* Problem to work on *
Your output is the line containing "For the audit, pick out each instance of the smartphone" plus all lines after it to the end of the records, reproduced exactly, with nothing else.

Point annotation dataset records
= = = = = = =

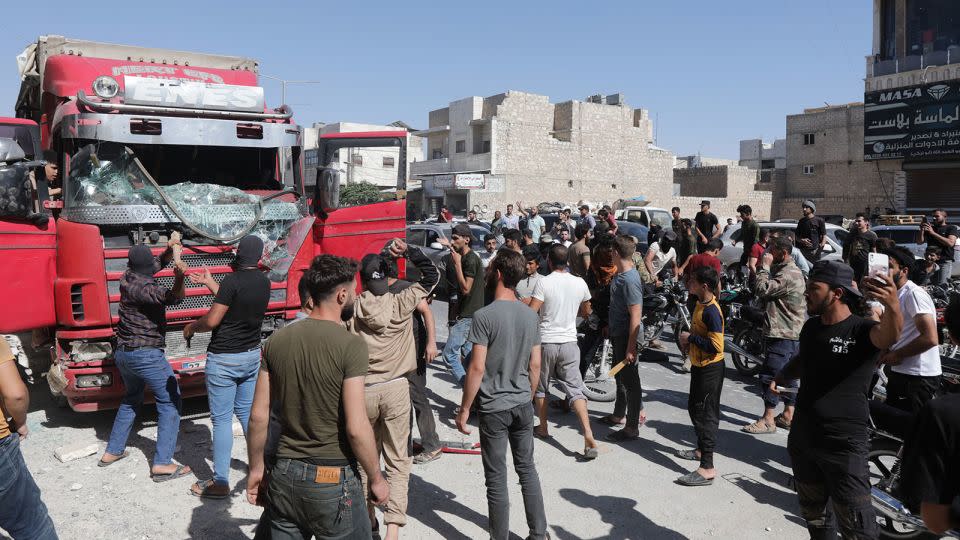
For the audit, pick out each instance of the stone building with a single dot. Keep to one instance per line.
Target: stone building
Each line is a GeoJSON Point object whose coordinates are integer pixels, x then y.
{"type": "Point", "coordinates": [483, 153]}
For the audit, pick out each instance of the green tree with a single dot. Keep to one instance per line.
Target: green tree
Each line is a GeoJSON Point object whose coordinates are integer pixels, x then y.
{"type": "Point", "coordinates": [359, 193]}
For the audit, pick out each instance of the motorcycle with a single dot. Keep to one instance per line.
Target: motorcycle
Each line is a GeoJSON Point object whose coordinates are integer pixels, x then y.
{"type": "Point", "coordinates": [743, 323]}
{"type": "Point", "coordinates": [667, 306]}
{"type": "Point", "coordinates": [888, 429]}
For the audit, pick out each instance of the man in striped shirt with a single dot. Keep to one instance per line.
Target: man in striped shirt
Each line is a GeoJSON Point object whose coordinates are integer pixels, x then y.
{"type": "Point", "coordinates": [704, 344]}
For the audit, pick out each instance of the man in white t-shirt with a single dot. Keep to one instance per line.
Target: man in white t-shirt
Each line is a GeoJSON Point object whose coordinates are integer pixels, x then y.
{"type": "Point", "coordinates": [662, 255]}
{"type": "Point", "coordinates": [914, 361]}
{"type": "Point", "coordinates": [559, 297]}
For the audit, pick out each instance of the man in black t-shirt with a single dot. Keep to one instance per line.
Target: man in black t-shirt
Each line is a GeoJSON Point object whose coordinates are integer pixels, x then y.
{"type": "Point", "coordinates": [944, 236]}
{"type": "Point", "coordinates": [811, 232]}
{"type": "Point", "coordinates": [233, 355]}
{"type": "Point", "coordinates": [858, 245]}
{"type": "Point", "coordinates": [828, 440]}
{"type": "Point", "coordinates": [708, 227]}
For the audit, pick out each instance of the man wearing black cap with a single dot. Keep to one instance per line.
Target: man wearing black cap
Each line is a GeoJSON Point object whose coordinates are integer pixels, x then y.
{"type": "Point", "coordinates": [141, 335]}
{"type": "Point", "coordinates": [708, 227]}
{"type": "Point", "coordinates": [233, 355]}
{"type": "Point", "coordinates": [385, 322]}
{"type": "Point", "coordinates": [811, 232]}
{"type": "Point", "coordinates": [828, 440]}
{"type": "Point", "coordinates": [464, 275]}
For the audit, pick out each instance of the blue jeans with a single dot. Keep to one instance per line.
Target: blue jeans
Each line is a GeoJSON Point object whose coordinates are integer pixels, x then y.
{"type": "Point", "coordinates": [231, 378]}
{"type": "Point", "coordinates": [298, 507]}
{"type": "Point", "coordinates": [457, 346]}
{"type": "Point", "coordinates": [779, 352]}
{"type": "Point", "coordinates": [139, 369]}
{"type": "Point", "coordinates": [22, 513]}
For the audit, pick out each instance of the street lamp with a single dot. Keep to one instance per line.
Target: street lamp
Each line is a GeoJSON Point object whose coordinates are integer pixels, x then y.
{"type": "Point", "coordinates": [284, 83]}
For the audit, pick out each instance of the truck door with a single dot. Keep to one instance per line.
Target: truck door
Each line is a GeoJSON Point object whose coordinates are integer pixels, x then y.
{"type": "Point", "coordinates": [371, 173]}
{"type": "Point", "coordinates": [28, 247]}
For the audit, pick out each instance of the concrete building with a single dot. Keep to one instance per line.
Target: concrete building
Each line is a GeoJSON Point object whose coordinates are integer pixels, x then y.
{"type": "Point", "coordinates": [899, 151]}
{"type": "Point", "coordinates": [375, 165]}
{"type": "Point", "coordinates": [483, 153]}
{"type": "Point", "coordinates": [758, 155]}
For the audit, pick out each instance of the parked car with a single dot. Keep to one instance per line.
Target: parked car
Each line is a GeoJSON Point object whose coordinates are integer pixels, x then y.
{"type": "Point", "coordinates": [644, 215]}
{"type": "Point", "coordinates": [730, 254]}
{"type": "Point", "coordinates": [427, 237]}
{"type": "Point", "coordinates": [907, 236]}
{"type": "Point", "coordinates": [640, 232]}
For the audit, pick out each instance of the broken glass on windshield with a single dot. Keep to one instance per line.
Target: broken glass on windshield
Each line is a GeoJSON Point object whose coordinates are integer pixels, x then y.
{"type": "Point", "coordinates": [111, 175]}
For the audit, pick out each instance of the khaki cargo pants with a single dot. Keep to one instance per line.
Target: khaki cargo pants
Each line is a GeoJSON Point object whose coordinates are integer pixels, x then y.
{"type": "Point", "coordinates": [388, 408]}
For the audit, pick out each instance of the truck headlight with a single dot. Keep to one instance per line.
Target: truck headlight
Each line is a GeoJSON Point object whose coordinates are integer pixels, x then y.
{"type": "Point", "coordinates": [105, 87]}
{"type": "Point", "coordinates": [93, 381]}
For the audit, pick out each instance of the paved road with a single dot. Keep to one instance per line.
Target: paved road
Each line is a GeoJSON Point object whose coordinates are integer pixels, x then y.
{"type": "Point", "coordinates": [629, 492]}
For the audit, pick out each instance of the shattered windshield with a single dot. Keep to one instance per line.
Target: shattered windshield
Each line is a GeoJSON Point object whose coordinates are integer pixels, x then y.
{"type": "Point", "coordinates": [111, 175]}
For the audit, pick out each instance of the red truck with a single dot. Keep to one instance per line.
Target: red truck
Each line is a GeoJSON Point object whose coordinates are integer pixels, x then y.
{"type": "Point", "coordinates": [149, 142]}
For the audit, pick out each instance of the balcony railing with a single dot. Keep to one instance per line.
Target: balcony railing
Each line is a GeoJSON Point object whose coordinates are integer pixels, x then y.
{"type": "Point", "coordinates": [917, 61]}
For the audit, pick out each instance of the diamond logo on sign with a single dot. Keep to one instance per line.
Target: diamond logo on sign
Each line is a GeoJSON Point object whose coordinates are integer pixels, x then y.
{"type": "Point", "coordinates": [938, 91]}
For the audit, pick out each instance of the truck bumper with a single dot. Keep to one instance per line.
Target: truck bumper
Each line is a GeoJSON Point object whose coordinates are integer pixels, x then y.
{"type": "Point", "coordinates": [188, 371]}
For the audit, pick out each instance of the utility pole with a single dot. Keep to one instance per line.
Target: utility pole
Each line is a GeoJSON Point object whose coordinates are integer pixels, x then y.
{"type": "Point", "coordinates": [284, 83]}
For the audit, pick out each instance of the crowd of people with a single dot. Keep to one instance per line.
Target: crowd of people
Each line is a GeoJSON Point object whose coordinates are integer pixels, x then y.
{"type": "Point", "coordinates": [328, 398]}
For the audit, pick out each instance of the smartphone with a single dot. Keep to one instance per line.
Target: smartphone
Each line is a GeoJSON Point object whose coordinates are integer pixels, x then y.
{"type": "Point", "coordinates": [878, 264]}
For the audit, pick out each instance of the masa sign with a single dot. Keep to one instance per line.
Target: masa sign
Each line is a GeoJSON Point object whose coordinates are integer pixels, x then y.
{"type": "Point", "coordinates": [192, 95]}
{"type": "Point", "coordinates": [469, 181]}
{"type": "Point", "coordinates": [913, 122]}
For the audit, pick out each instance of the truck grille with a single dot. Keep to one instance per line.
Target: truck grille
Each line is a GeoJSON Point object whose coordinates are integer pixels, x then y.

= = = = = = =

* Response *
For the audit, pick out each instance of the smartphone with a single dot. Keep to one instance per line.
Target: smartphone
Each line is a GeoJSON Point object whose coordinates are integer pixels, x then y.
{"type": "Point", "coordinates": [878, 264]}
For the audit, pick out each instance of the masa sign with a single dot. Keep to one instance per line.
Target: masa sign
Each line is a GeoJSON Point object whose coordinates are integer pixels, x then y.
{"type": "Point", "coordinates": [192, 95]}
{"type": "Point", "coordinates": [469, 181]}
{"type": "Point", "coordinates": [913, 122]}
For the audit, pick out each instance of the truck grille with a single dot. Keep to one instance per line.
Target: truck grille
Each line is a GeoJSON Point object whose coordinates are integer pixels, x then y.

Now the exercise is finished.